_TRAVAIL DEMANDÉ_. Reproduisez telles quelles les lignes des enregistrements ci-dessous, depuis celle qui contient « face --shape polygon » jusqu'à la fin des enregistrements, bornes incluses.

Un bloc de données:
────────
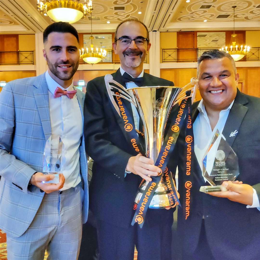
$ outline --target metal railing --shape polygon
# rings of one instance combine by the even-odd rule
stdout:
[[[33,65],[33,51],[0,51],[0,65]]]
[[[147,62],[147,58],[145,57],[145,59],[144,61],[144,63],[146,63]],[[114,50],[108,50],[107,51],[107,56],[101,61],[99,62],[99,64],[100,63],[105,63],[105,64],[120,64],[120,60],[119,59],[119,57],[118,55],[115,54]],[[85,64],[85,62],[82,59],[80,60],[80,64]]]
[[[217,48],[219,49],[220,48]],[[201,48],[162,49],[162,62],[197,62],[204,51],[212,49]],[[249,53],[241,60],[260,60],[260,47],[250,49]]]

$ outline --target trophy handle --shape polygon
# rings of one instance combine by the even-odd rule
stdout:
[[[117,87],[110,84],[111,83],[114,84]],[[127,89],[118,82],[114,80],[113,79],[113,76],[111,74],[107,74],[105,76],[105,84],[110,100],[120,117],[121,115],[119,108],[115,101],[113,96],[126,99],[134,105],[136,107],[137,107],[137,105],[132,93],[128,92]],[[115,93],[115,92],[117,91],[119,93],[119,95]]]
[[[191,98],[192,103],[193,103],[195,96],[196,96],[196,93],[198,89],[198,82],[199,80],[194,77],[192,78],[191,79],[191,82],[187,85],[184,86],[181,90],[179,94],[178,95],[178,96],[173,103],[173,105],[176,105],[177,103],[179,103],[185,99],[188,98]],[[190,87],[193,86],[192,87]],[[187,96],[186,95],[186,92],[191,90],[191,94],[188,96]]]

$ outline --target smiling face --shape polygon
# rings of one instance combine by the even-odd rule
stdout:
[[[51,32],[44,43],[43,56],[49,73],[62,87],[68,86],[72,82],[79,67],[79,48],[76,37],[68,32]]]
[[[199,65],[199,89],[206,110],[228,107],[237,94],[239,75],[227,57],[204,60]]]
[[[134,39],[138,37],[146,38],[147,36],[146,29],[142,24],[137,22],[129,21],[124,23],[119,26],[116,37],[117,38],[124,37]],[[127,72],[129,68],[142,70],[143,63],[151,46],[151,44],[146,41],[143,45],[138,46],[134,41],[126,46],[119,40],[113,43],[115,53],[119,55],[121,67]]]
────────
_RÉSULTAT OBTENU_.
$ outline --target smiling face --shape polygon
# rings of one instance combine by the even-odd rule
stdout:
[[[51,32],[44,43],[43,56],[49,73],[62,87],[68,86],[72,82],[79,67],[79,48],[76,37],[68,32]]]
[[[199,65],[199,89],[206,110],[228,107],[237,94],[239,75],[227,57],[204,60]]]
[[[134,39],[138,37],[146,38],[147,36],[146,29],[142,24],[137,22],[129,21],[124,23],[119,26],[116,37],[117,38],[124,37]],[[127,72],[129,68],[142,70],[143,63],[151,46],[151,44],[146,41],[143,45],[138,46],[134,41],[126,46],[119,40],[113,43],[115,53],[119,55],[121,67]]]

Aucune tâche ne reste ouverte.